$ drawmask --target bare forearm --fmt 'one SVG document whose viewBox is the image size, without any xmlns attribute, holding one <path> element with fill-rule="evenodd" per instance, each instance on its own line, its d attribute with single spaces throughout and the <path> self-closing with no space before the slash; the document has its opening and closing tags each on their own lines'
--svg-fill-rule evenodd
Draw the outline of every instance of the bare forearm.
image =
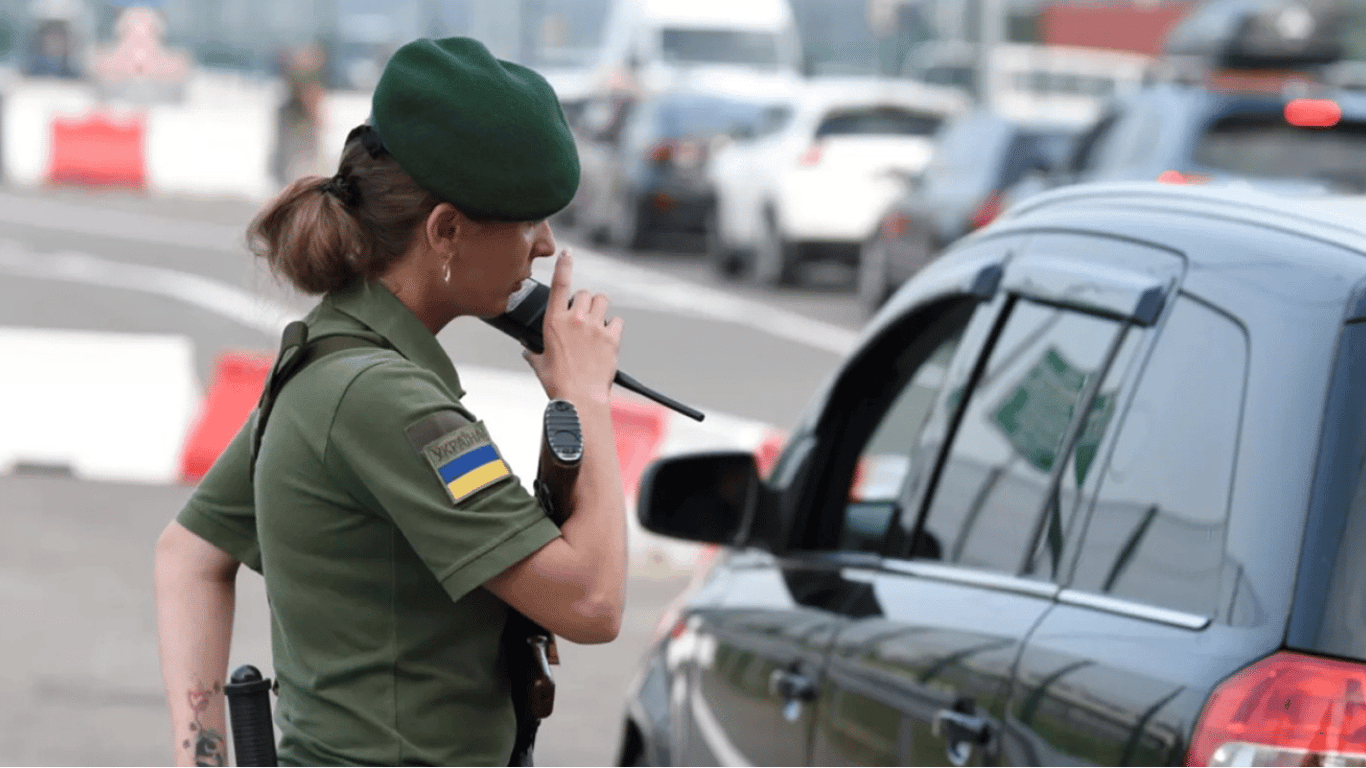
<svg viewBox="0 0 1366 768">
<path fill-rule="evenodd" d="M 177 567 L 158 552 L 157 636 L 176 765 L 226 765 L 223 683 L 235 586 Z"/>
<path fill-rule="evenodd" d="M 619 611 L 626 592 L 626 497 L 612 431 L 611 406 L 578 401 L 583 463 L 574 486 L 574 510 L 561 535 L 593 571 L 593 601 Z"/>
</svg>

## [TASK ITEM]
Examine the records and pull out every line where the string "bare" occurs.

## [RESULT FOR THIS TASK]
$ drawmask --target bare forearm --fmt 'one SVG document whose viewBox is the image size, without any xmlns attribute, holding one <path> element with fill-rule="evenodd" per instance, each instance on its own line, its d attribute with single spaces throughout and the <path> self-closing with no space before the slash; the document has its opening and closing tags each on their own lines'
Draw the outline of every instance of the bare forearm.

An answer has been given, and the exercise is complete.